# Cam specs



## mldouthi (Jun 26, 2010)

I am cant find the stock cam specs. I am looking for the degrees atdc.

Any help?


----------



## mldouthi (Jun 26, 2010)

Nothing??


Can anyone point me in the right direction to find out?


----------



## DrivenAllDay (Mar 13, 2010)

audi4u would know:

[email protected]


----------



## thygreyt (Jun 7, 2009)

i am fairly sue that there is already a thread where they talk about this


----------



## mldouthi (Jun 26, 2010)

Bump,

I still havent been able to track down the exhaust opening point.

audi4u didnt know and couldnt measure it, and directed me to [email protected], which I recieved no response from, so im still searching.

edit : "I read/skimmed through audi4u's 034 standalone thread and found some talk of cams towards the end by pete, which said he mapped the cams but never gave out any info."

I cant find the thread that talks about it, thygreyt, can you locate this?

thanks :beer:


----------



## DerekH (Sep 4, 2010)

I would imagine the guys at blue water would know something about the cams too. I think they did cams in their racing bunny.


----------



## thygreyt (Jun 7, 2009)

mldouthi said:


> I cant find the thread that talks about it, thygreyt, can you locate this?
> 
> thanks :beer:


let me search for it.


----------



## mldouthi (Jun 26, 2010)

thygreyt said:


> let me search for it.

- - -

(What to do)
Continue the cam specs forum thread from the point where it stops. The records below the cam specs thread come from a separate source.

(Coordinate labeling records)
- - -

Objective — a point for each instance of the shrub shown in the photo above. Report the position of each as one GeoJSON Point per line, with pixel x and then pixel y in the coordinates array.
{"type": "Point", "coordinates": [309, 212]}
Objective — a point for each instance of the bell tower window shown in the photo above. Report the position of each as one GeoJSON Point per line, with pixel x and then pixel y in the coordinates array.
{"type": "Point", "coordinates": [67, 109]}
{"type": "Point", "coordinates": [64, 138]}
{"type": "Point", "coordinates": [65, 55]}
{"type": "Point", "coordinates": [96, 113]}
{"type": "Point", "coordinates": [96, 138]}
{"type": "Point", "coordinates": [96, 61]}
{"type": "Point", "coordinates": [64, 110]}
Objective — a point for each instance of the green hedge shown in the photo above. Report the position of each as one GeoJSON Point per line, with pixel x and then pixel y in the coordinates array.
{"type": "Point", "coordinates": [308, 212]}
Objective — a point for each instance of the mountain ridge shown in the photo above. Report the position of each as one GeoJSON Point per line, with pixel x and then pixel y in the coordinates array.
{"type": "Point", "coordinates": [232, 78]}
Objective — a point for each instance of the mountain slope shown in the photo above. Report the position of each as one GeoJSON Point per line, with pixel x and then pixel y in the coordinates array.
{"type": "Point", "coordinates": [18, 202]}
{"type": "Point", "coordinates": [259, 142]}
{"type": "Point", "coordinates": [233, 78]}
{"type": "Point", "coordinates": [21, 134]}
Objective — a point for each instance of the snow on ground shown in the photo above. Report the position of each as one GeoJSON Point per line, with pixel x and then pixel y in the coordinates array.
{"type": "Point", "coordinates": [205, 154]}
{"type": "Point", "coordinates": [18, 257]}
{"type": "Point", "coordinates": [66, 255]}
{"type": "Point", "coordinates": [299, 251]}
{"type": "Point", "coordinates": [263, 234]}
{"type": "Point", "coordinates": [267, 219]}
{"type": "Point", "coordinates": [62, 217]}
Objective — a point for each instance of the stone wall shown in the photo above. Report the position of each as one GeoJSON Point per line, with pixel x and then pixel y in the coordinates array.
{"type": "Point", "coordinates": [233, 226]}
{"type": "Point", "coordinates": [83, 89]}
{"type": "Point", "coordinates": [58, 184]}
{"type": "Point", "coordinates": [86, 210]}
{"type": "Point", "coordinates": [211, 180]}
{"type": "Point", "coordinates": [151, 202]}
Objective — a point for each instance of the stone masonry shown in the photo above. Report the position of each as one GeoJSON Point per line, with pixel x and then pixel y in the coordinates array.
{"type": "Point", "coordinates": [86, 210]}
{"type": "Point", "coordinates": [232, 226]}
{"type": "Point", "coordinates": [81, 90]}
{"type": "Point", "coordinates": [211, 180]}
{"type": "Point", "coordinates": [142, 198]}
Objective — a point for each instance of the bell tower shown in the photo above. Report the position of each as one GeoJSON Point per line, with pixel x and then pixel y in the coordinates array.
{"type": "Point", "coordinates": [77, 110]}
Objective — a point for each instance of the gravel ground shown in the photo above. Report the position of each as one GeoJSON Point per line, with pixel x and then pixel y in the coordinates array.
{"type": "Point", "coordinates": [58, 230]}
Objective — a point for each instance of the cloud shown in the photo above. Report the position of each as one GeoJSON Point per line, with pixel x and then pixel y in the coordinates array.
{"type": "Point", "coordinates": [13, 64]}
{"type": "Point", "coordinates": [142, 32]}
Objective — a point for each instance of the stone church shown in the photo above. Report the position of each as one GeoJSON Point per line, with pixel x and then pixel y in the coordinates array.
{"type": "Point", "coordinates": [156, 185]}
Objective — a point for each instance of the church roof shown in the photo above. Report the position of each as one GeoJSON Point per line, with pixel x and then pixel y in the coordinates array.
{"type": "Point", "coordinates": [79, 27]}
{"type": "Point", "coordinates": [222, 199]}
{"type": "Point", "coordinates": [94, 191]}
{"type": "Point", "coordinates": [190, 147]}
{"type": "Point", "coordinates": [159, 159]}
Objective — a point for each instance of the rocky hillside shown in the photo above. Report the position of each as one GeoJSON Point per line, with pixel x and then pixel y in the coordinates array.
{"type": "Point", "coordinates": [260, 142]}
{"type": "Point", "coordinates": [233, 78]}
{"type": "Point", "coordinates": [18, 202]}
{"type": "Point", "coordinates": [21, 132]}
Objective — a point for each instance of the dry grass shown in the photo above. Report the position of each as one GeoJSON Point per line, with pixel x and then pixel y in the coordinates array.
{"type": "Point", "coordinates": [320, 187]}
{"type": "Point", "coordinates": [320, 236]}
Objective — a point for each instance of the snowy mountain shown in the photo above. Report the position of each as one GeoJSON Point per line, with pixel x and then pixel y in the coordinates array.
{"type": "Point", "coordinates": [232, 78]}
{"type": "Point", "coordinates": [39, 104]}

- - -

(Written response)
Thanks :thumbup:


I sent some messages on fb to Integrated, Bluewater, and INA. Maybe I can get some info from one of them if its not in that thread.


----------



## thygreyt (Jun 7, 2009)

https://www.google.com/webhp?source...b0c83a130f3bca0&ix=sea&ion=1&biw=1366&bih=639

http://forums.vwvortex.com/showthread.php?4447754-2.5-Cam-Upgrade/


----------



## mldouthi (Jun 26, 2010)

thygreyt said:


> https://www.google.com/webhp?source...b0c83a130f3bca0&ix=sea&ion=1&biw=1366&bih=639
> 
> http://forums.vwvortex.com/showthread.php?4447754-2.5-Cam-Upgrade/




I havent looked through all 14 pages of the vortex thread you posted, but you do know I am not inquiring about upgraded cams but specs on the stock ones right?


Sorry if this response was uncalled for but the google search tells me nothing, and I dont need you to "google it for me"  

if there is actual cam info in the vortex thread, thank you.


reading now..................


----------



## thygreyt (Jun 7, 2009)

lol, i didnt mean to come out as: "lgtfy"... it was more like me pasting what i was searching, cause thats where i stopped.

i do remember someone mentining specs... but i havent found the thread


----------



## mldouthi (Jun 26, 2010)

thygreyt said:


> lol, i didnt mean to come out as: "lgtfy"... it was more like me pasting what i was searching, cause thats where i stopped.
> 
> i do remember someone mentining specs... but i havent found the thread


haha, no worries.

I email C2 about it also, Danny is seeing what he can dig up on this. 


I also havent finished reading through that C2 cam thread. I hate when real work gets in the way of my car research. haha.


----------



## mldouthi (Jun 26, 2010)

I didnt get a response from any of the places listed above I messaged. I did also message [email protected] and he is checking into getting the specs I need.


----------



## mldouthi (Jun 26, 2010)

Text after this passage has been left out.